START Records provided

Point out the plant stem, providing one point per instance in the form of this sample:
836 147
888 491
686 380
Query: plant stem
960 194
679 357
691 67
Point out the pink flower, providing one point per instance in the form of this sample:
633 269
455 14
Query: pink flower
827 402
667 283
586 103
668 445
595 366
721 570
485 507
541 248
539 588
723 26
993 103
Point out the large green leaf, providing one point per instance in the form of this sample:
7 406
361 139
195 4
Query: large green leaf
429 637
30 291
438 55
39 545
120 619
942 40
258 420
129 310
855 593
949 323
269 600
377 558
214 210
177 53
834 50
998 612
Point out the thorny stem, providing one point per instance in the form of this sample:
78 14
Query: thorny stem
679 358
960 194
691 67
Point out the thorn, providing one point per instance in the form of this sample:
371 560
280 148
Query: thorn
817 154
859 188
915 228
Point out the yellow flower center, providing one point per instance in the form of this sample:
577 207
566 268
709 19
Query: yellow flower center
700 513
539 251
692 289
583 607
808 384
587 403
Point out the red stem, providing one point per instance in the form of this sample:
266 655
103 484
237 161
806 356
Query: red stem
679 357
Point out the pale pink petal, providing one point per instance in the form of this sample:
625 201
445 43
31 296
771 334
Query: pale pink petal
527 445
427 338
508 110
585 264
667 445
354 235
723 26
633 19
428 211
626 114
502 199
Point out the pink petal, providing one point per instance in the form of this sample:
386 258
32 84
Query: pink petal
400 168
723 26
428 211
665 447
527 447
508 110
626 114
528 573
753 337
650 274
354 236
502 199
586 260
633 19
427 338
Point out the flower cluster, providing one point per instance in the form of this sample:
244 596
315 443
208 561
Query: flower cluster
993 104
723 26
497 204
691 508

END Records provided

Exercise description –
Output the data exactly, in full.

Expected answer –
Point out the plant stem, providing one point per instance in the form of this sample:
836 147
888 491
686 380
Query: plant stem
960 194
679 357
691 67
Point out the pink flower, providing one point per instance in the form of this sample:
633 269
455 14
Query: pink flower
827 402
667 283
586 103
668 445
595 366
721 570
485 507
541 248
539 588
723 26
993 103
Point out the large green leaf, providing one point per instance in the form of this sample:
7 406
361 139
195 4
Query: large green leaf
429 637
30 291
438 55
39 545
120 619
942 40
258 420
129 310
855 593
949 323
269 600
377 558
214 210
177 53
834 50
998 612
Point out the thorny stem, providing one point per instance in the form of this sample:
78 14
Query: thorny stem
679 358
960 194
691 67
Point out the thorn, providing one point per instance in the form of this sample:
371 560
280 148
Query: thorn
817 154
859 188
915 228
Point out the yellow flower center, providing one point per instance in the form of this sample:
577 207
566 268
709 19
Query: yellow flower center
700 513
539 251
692 289
583 607
808 384
587 403
Point out the red stem, providing one point per instance in the form of this sample:
266 655
103 484
237 161
806 356
Query: red stem
679 357
Point out the pale pink petal, providing one point per instance in the form of this sample:
625 201
445 43
31 296
771 334
Query: pale pink petal
527 445
427 338
508 110
585 264
667 445
354 235
723 26
633 19
428 211
626 114
502 199
Point out the pink petal, providing one point per instance in the form of this sample:
386 258
32 84
Query: pink petal
400 168
723 26
428 211
665 447
527 447
508 110
626 114
528 573
753 337
650 274
354 236
502 199
586 260
633 19
427 338
Point out the flower cluster, providing one point per instance in the form of this sample:
244 596
315 443
208 561
Query: flower cluster
993 104
723 26
497 204
691 508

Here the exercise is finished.